--- Given records ---

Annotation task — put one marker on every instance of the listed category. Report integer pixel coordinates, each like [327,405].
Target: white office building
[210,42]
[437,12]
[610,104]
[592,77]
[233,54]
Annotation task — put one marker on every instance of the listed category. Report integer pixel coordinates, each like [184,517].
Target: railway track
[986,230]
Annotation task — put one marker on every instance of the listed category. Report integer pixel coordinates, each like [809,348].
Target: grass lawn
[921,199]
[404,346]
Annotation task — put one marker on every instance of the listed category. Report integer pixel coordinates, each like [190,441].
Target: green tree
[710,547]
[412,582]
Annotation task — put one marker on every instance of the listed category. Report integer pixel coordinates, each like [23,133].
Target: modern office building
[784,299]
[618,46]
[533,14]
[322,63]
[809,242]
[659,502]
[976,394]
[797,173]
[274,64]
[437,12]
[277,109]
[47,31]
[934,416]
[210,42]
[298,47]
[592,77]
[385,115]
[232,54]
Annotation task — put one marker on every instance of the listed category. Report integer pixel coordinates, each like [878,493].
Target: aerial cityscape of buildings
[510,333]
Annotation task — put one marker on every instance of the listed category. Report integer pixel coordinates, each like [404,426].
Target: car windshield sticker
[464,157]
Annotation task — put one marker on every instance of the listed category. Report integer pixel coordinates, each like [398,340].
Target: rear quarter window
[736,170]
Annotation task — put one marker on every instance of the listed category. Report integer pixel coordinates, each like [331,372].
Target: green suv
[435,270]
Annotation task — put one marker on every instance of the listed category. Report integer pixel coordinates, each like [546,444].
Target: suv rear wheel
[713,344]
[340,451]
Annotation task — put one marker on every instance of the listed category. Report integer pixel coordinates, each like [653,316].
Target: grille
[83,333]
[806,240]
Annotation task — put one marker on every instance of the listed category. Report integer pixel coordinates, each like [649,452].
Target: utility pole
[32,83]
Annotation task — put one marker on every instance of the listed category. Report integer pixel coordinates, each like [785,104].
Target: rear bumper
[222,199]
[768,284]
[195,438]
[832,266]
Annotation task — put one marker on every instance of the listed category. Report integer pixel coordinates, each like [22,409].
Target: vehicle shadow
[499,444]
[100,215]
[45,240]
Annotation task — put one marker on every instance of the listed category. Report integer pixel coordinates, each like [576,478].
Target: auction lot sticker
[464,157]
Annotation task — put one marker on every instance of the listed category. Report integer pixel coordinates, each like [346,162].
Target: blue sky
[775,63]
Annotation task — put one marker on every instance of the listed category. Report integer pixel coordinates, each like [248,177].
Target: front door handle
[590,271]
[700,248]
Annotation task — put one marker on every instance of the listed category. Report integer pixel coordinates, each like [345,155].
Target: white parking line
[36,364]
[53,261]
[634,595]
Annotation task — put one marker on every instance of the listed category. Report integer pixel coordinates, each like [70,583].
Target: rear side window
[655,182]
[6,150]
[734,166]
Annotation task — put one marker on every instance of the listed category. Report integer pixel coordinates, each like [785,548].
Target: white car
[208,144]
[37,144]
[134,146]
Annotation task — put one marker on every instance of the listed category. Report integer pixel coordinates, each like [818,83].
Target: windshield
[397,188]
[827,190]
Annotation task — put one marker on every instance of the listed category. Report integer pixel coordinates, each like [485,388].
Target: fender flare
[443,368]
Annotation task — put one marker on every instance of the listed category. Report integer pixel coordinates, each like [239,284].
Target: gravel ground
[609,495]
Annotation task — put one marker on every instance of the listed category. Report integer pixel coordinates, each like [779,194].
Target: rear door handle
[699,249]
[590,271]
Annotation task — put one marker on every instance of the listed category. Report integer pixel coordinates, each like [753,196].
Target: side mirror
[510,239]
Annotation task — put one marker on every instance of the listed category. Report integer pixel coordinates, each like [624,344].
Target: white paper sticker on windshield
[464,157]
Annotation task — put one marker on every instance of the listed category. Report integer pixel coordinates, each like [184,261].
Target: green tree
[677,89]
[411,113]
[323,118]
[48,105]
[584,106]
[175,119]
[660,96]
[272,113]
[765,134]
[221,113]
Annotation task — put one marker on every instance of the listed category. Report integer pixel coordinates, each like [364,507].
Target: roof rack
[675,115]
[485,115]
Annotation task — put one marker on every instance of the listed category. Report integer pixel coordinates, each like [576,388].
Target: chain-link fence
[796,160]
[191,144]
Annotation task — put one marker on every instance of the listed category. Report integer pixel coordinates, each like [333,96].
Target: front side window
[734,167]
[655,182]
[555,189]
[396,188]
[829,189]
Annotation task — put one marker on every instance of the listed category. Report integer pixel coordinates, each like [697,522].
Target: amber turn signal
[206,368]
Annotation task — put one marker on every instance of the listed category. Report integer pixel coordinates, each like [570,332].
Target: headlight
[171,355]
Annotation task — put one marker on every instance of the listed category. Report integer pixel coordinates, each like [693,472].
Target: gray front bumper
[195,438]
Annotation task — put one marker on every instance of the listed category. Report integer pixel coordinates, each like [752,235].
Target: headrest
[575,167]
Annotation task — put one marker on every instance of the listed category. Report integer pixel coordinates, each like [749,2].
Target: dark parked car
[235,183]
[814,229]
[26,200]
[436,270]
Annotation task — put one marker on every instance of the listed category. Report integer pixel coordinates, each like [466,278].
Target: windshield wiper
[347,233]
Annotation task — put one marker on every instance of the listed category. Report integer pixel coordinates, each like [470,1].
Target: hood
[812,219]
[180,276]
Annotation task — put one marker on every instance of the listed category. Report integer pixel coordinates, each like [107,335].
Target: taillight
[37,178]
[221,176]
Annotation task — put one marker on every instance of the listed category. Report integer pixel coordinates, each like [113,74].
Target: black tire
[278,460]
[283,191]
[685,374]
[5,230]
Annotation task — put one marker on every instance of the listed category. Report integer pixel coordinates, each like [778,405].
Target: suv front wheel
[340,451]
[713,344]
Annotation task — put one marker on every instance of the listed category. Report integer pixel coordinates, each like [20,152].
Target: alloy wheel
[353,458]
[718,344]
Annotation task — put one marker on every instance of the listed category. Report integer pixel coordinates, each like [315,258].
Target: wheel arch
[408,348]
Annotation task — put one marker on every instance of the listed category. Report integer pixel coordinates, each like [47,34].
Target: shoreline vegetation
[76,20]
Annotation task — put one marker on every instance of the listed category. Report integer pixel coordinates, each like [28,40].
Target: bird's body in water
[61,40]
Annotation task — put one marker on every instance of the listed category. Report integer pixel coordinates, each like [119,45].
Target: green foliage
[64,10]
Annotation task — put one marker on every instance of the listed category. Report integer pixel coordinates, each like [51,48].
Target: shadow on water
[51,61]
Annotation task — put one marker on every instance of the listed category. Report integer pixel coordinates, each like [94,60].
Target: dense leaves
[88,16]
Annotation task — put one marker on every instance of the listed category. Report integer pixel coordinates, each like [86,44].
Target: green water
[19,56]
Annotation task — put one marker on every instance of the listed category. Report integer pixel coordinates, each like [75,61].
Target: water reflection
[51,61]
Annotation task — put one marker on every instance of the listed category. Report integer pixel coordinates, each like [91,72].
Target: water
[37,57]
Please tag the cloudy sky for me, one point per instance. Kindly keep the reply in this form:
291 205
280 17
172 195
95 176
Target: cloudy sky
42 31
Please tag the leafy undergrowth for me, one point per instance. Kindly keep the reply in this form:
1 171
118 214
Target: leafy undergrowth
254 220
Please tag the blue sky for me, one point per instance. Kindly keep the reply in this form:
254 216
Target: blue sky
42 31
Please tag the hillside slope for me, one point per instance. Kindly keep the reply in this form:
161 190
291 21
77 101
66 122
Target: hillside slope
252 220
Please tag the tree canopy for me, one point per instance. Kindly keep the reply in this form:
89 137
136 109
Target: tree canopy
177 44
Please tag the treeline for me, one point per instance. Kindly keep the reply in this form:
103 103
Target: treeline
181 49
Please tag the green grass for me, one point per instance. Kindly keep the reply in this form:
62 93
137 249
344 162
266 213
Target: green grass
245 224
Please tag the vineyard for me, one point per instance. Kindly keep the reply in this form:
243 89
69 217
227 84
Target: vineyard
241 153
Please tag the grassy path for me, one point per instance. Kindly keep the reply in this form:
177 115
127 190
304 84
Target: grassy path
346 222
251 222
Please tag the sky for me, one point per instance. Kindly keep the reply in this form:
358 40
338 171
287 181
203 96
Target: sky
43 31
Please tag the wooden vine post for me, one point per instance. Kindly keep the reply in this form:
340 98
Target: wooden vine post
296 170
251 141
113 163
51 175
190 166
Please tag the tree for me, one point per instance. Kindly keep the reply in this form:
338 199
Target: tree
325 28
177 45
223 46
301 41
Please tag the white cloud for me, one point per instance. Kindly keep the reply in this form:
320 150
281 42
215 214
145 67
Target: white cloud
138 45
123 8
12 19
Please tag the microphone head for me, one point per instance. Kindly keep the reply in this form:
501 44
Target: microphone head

---
--- Given records ---

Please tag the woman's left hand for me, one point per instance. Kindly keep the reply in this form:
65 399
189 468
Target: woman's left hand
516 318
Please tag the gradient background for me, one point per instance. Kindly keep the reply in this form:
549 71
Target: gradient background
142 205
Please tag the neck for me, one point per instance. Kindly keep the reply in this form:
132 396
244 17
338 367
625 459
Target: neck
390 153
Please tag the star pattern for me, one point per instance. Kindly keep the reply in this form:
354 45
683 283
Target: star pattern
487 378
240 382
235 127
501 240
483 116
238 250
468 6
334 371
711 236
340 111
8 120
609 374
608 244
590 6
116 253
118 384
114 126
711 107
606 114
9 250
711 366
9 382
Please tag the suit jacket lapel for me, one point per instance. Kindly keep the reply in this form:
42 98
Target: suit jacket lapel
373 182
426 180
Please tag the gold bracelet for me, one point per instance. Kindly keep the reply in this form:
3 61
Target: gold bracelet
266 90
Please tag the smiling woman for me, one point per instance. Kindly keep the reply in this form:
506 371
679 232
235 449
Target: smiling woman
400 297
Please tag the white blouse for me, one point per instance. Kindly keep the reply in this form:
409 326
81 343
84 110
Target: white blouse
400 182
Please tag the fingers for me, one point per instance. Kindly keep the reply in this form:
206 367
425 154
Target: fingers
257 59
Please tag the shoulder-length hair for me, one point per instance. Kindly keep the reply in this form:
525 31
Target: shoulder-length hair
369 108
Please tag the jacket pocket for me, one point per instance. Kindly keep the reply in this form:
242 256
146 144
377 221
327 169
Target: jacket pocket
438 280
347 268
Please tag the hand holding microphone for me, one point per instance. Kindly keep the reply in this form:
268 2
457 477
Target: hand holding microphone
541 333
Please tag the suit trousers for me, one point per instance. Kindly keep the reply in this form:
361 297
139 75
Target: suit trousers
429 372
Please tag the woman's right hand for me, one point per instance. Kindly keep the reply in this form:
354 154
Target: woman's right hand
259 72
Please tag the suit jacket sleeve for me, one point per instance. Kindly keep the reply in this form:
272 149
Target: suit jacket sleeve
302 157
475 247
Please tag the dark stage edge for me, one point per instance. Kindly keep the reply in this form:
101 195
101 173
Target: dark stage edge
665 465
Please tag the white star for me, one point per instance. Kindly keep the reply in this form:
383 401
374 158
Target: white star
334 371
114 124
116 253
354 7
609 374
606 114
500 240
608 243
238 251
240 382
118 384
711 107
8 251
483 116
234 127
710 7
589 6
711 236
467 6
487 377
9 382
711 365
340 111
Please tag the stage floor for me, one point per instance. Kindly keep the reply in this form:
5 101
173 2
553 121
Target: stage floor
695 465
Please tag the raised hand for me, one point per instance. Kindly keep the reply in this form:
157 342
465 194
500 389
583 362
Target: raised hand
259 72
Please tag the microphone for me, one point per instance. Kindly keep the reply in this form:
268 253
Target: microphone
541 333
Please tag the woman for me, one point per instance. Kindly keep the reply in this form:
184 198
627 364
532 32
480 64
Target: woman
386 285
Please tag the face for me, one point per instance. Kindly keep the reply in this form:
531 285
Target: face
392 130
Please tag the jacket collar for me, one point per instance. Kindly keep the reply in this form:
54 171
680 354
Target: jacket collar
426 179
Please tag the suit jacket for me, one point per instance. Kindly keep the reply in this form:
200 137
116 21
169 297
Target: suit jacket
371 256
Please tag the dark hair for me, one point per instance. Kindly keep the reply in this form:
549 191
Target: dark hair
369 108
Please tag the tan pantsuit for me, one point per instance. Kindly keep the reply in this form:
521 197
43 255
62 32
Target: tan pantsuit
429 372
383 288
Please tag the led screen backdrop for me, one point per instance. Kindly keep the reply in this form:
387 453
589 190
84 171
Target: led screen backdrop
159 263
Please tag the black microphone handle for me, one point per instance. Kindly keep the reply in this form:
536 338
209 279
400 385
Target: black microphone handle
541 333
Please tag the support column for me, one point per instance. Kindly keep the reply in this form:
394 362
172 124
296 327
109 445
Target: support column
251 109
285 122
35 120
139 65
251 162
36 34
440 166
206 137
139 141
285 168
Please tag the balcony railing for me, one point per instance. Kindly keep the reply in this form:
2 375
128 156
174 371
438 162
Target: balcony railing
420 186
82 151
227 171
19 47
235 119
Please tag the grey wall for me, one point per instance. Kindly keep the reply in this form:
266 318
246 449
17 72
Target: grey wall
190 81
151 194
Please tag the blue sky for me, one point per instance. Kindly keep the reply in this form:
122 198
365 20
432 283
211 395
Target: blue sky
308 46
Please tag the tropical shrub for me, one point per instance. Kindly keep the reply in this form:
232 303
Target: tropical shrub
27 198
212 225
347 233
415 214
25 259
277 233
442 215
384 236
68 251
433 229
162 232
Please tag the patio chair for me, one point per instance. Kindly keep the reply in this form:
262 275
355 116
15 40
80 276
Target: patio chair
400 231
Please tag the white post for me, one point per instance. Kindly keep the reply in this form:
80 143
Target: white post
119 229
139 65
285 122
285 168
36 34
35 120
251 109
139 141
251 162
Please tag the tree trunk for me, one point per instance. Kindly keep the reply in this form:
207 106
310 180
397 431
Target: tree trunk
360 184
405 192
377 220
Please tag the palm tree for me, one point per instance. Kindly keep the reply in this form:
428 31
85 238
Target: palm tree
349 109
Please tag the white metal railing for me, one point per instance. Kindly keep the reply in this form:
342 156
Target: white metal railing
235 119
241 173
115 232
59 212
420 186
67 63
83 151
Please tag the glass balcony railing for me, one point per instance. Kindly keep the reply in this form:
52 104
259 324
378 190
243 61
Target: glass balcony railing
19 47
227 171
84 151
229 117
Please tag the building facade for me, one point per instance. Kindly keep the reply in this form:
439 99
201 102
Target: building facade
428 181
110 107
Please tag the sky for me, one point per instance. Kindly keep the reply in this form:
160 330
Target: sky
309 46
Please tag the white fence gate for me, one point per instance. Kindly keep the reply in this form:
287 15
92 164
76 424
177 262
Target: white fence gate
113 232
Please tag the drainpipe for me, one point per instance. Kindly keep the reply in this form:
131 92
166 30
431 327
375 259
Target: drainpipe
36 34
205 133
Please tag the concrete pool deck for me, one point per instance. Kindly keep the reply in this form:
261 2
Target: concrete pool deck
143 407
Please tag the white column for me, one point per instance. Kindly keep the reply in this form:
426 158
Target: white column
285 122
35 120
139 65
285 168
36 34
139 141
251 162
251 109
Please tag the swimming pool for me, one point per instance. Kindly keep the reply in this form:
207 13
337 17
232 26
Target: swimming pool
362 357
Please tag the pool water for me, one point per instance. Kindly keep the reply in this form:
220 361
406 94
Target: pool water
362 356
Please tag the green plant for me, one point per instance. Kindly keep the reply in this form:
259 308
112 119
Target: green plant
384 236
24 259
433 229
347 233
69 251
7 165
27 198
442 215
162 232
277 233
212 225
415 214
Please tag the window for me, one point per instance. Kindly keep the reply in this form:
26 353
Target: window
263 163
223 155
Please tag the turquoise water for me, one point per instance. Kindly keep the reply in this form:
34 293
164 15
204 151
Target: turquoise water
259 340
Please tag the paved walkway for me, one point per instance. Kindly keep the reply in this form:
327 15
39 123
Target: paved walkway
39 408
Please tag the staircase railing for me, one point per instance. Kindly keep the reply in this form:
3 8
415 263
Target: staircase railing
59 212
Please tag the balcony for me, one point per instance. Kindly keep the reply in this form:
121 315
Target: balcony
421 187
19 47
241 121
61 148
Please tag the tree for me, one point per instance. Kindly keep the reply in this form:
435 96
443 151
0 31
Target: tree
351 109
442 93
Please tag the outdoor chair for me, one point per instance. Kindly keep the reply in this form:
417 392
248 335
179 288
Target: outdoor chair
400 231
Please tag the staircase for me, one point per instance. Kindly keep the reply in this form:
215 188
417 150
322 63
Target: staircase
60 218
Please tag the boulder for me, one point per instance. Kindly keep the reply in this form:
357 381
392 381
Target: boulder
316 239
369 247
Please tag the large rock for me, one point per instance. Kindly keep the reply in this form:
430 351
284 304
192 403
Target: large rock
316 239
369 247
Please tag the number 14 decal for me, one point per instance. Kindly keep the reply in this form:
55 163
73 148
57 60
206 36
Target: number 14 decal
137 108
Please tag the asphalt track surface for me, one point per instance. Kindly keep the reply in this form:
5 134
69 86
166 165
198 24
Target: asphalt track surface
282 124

---
--- Given records ---

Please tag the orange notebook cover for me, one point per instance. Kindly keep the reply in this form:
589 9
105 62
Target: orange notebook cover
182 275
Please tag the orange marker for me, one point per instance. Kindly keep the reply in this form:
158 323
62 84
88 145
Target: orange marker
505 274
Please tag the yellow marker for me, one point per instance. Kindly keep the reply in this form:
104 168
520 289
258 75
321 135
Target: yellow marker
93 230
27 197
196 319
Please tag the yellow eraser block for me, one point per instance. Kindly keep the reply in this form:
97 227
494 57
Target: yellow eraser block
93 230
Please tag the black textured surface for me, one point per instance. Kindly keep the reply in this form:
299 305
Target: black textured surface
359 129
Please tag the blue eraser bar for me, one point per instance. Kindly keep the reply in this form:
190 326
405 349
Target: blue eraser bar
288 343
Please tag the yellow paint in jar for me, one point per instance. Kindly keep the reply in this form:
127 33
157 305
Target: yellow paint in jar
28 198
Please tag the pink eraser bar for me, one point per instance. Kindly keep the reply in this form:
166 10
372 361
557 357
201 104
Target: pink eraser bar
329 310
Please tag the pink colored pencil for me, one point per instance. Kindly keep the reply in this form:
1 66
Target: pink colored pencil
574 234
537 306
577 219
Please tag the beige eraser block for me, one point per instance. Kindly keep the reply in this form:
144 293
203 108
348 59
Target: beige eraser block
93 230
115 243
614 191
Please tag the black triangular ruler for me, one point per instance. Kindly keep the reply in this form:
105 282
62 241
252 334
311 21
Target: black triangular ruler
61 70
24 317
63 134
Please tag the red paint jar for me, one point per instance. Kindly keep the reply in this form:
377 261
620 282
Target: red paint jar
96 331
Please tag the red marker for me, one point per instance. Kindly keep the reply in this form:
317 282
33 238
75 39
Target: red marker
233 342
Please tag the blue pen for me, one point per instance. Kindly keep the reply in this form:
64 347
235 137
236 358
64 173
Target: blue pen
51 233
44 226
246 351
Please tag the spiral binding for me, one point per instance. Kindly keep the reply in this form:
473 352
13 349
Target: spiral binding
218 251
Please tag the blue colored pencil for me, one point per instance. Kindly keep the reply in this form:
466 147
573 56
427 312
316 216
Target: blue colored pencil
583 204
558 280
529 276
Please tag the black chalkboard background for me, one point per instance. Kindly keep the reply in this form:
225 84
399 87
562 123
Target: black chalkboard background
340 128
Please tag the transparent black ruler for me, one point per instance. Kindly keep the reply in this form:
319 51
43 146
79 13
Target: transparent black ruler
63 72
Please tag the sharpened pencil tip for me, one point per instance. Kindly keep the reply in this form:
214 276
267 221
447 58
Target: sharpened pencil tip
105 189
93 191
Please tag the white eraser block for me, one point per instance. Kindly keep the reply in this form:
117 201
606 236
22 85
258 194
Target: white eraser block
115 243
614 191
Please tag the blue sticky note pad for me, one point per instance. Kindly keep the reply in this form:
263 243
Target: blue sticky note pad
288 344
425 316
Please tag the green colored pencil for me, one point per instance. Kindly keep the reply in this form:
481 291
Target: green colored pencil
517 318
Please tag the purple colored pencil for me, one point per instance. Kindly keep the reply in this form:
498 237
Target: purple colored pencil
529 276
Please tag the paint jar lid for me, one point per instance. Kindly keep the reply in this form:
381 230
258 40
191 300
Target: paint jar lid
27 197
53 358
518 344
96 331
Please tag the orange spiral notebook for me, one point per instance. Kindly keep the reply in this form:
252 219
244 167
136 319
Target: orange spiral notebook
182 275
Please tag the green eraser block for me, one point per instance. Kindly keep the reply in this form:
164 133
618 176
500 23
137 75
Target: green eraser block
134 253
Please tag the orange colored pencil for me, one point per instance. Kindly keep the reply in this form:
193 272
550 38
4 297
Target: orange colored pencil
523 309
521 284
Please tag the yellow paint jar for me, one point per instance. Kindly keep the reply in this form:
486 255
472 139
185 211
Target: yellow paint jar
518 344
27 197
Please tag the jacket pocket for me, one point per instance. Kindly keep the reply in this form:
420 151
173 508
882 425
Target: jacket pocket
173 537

---

» **Work instructions**
Give back, word for word, only the lines above from the line holding "each like [327,405]." to the line holding "each like [184,517].", both included.

» **Your solution**
Annotation task — put one marker on every instance of the listed category. Report integer pixel coordinates, each like [327,405].
Target: white office building
[210,42]
[437,12]
[610,104]
[592,77]
[233,54]
Annotation task — put one marker on every instance of the listed category. Report integer pixel coordinates, each like [184,517].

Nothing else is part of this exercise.